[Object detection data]
..........
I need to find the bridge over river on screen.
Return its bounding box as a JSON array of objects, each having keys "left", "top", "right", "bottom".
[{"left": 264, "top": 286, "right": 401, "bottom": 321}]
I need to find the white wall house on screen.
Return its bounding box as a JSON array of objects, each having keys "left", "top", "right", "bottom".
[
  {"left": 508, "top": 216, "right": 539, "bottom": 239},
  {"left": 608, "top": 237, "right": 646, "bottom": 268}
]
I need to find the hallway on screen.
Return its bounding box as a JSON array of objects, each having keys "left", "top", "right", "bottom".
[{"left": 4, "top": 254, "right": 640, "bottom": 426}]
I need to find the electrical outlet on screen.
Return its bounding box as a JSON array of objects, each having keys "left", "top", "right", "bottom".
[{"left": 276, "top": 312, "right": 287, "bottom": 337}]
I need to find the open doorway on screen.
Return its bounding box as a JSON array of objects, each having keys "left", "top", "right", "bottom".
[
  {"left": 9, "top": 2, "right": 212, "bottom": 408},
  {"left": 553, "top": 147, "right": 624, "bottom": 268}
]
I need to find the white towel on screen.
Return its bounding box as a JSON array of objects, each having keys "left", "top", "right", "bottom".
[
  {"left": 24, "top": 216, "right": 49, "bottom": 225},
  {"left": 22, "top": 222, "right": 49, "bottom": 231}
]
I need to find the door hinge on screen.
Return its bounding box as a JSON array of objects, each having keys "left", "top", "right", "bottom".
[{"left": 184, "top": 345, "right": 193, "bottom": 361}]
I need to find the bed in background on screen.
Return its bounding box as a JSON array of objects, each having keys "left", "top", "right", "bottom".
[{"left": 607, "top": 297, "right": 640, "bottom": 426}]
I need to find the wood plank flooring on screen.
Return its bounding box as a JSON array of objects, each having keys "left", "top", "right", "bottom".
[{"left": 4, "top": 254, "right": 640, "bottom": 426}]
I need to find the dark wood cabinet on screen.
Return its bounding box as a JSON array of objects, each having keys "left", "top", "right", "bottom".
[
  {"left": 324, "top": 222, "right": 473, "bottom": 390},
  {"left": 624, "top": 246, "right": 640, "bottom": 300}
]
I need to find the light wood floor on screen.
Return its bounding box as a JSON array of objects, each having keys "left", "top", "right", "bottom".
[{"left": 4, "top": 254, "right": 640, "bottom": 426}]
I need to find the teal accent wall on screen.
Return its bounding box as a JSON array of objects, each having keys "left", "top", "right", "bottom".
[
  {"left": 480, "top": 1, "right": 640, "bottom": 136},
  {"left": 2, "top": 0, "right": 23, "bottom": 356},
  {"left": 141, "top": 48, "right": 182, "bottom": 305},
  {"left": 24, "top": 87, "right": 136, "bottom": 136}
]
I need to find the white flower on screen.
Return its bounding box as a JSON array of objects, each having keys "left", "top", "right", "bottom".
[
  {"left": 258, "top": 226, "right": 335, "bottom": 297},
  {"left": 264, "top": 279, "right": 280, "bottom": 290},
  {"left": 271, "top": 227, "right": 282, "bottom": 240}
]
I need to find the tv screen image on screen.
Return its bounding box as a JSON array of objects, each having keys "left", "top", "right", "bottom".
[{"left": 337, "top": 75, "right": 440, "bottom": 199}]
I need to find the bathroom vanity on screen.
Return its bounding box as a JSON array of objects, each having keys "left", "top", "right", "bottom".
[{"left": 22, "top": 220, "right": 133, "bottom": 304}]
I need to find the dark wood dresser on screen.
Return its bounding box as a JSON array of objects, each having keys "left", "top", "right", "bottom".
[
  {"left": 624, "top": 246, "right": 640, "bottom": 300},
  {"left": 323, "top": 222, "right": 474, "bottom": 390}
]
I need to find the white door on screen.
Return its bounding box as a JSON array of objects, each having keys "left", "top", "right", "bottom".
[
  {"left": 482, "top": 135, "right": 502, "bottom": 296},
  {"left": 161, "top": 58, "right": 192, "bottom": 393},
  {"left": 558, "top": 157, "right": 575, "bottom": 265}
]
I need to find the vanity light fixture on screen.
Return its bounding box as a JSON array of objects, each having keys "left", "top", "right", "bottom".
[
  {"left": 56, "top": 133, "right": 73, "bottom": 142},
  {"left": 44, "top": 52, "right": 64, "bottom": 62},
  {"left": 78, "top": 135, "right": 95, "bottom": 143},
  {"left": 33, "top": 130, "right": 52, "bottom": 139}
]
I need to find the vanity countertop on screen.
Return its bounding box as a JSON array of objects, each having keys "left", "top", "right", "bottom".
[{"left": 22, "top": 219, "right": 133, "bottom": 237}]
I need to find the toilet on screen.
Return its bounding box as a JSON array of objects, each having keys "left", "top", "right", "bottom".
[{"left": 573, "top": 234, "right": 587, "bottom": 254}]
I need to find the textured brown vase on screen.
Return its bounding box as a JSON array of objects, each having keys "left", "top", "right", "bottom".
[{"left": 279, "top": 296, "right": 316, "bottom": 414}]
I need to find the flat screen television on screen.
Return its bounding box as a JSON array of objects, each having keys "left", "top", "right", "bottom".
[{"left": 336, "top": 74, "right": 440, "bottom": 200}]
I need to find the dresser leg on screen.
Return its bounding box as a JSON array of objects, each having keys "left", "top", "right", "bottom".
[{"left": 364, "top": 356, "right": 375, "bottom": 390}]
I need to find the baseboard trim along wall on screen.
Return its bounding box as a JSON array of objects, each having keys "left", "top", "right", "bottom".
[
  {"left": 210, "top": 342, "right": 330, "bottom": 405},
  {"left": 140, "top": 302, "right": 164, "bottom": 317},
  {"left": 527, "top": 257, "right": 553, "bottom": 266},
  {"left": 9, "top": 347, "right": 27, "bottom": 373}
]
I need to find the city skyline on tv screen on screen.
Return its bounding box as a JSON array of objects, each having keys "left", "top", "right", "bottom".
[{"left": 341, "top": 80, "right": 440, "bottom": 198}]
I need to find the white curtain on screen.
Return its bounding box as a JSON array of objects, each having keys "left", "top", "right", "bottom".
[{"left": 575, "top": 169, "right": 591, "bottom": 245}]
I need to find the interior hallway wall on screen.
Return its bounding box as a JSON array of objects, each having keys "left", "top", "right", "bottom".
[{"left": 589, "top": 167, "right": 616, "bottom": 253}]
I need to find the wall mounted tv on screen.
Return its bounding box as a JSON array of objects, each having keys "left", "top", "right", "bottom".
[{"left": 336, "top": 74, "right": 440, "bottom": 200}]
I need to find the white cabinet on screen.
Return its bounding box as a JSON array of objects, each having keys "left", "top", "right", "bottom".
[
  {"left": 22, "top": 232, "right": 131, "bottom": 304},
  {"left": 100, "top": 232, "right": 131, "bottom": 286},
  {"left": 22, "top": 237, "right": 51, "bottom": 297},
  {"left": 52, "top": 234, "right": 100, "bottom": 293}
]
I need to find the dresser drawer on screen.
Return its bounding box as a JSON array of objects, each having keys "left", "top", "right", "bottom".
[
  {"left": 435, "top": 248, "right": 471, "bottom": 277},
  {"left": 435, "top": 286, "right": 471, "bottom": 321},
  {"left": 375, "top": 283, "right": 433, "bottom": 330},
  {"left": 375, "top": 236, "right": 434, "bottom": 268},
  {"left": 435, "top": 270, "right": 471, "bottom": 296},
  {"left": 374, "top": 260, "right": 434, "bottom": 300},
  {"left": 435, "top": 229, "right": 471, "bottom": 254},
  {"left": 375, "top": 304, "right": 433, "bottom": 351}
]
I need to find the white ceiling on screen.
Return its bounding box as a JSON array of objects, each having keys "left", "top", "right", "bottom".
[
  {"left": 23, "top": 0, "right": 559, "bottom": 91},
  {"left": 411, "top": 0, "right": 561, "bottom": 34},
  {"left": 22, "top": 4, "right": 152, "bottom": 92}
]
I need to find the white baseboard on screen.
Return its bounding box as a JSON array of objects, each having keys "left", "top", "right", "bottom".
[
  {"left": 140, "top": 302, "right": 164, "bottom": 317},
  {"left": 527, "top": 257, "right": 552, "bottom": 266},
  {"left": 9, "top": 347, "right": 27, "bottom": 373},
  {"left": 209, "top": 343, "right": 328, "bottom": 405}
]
..........
| Directions for this task |
Extract every line of the rows above that contains the string "light", treating case as significant.

| Exercise solution |
I need to find the light wood floor on screen.
I need to find the vanity light fixture on screen.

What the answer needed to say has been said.